**課題**: 下の項目から、文字列「screen」を含む行をすべて抜き出せ。
━━━━━ 提供資料
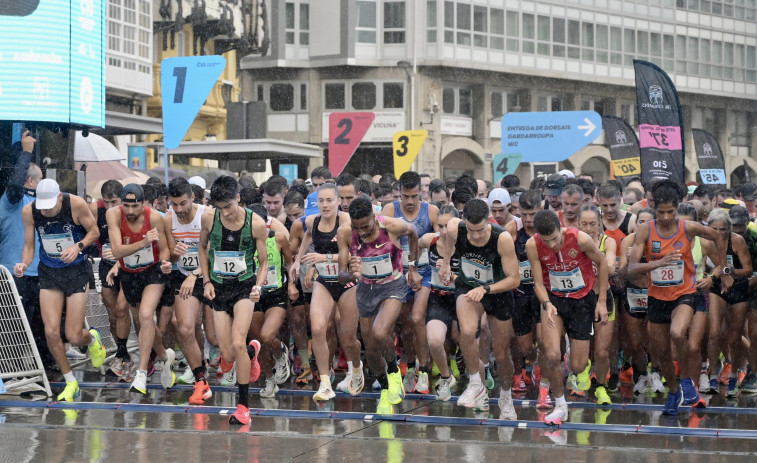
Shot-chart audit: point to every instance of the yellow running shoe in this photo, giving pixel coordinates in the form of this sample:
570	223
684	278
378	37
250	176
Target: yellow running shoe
70	393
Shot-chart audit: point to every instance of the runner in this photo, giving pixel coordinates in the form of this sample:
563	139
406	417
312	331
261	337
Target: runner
488	272
65	227
138	242
229	238
370	252
563	261
673	297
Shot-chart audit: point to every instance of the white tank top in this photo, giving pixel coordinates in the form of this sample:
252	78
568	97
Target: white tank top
188	234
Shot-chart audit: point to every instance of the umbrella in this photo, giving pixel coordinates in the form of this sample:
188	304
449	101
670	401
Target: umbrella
95	148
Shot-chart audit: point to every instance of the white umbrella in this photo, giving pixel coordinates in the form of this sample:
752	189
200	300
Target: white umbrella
94	148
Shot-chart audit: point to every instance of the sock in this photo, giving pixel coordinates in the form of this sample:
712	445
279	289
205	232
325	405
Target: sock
121	351
199	373
244	396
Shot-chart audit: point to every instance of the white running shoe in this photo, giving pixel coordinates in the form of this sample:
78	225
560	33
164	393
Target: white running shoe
471	394
270	389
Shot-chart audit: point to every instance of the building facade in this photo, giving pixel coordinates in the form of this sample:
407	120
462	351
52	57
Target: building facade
455	67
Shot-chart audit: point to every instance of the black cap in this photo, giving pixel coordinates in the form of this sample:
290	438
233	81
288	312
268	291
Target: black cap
555	185
748	190
133	189
739	215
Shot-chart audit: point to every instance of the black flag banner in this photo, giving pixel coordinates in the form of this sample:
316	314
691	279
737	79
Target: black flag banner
660	119
709	158
624	148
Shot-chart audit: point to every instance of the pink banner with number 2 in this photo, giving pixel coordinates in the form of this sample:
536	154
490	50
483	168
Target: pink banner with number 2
655	136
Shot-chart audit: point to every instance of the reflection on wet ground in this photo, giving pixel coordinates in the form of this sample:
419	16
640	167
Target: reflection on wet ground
108	422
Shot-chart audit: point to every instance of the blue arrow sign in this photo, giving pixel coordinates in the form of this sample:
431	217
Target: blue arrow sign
185	84
549	136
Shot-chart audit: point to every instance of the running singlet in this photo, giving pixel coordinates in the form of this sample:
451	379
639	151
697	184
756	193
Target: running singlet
437	286
478	265
382	259
423	225
58	233
145	257
524	265
231	251
678	278
188	234
326	243
568	273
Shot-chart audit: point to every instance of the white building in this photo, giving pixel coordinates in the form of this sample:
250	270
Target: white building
454	67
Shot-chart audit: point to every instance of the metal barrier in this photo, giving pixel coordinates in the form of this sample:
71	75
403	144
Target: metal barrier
20	364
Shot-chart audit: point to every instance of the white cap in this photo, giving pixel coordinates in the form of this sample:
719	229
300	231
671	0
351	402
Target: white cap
499	195
47	194
197	180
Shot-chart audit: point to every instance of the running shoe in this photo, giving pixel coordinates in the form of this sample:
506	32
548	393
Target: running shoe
600	393
422	383
282	366
385	407
70	393
240	416
544	401
471	394
96	350
253	349
167	376
506	408
444	388
201	393
655	383
323	393
270	389
140	383
583	380
357	382
558	415
396	388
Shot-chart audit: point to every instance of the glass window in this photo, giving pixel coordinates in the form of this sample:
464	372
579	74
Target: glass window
364	95
393	95
334	96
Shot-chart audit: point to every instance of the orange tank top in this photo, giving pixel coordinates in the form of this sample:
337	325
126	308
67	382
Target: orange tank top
678	278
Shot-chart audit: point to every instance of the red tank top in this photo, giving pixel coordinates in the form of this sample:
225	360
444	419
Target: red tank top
672	281
144	258
568	273
382	260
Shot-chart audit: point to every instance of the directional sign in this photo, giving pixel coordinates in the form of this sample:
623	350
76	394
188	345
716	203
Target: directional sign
405	146
549	136
505	164
185	83
346	131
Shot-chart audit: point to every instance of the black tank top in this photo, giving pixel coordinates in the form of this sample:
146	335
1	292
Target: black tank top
325	242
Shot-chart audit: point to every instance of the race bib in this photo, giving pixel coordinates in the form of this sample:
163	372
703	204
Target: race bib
140	259
670	275
378	267
482	274
54	245
328	270
190	260
436	282
637	300
566	282
229	264
526	275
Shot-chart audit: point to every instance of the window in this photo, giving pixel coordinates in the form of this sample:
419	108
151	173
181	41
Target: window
366	22
394	22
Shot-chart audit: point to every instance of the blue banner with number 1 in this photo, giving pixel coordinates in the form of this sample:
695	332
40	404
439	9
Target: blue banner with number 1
185	84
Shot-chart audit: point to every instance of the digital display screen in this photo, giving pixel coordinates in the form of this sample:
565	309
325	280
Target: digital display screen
52	61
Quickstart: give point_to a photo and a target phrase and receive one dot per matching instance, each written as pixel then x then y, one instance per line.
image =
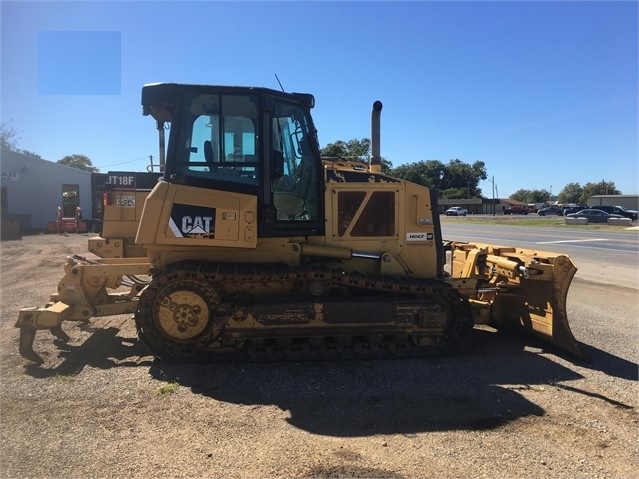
━━━━━━━━━━
**解答**:
Shot-chart audit: point to every instance of the digital display screen in this photo, giving pixel coordinates in the form of this sample:
Target: digital display screen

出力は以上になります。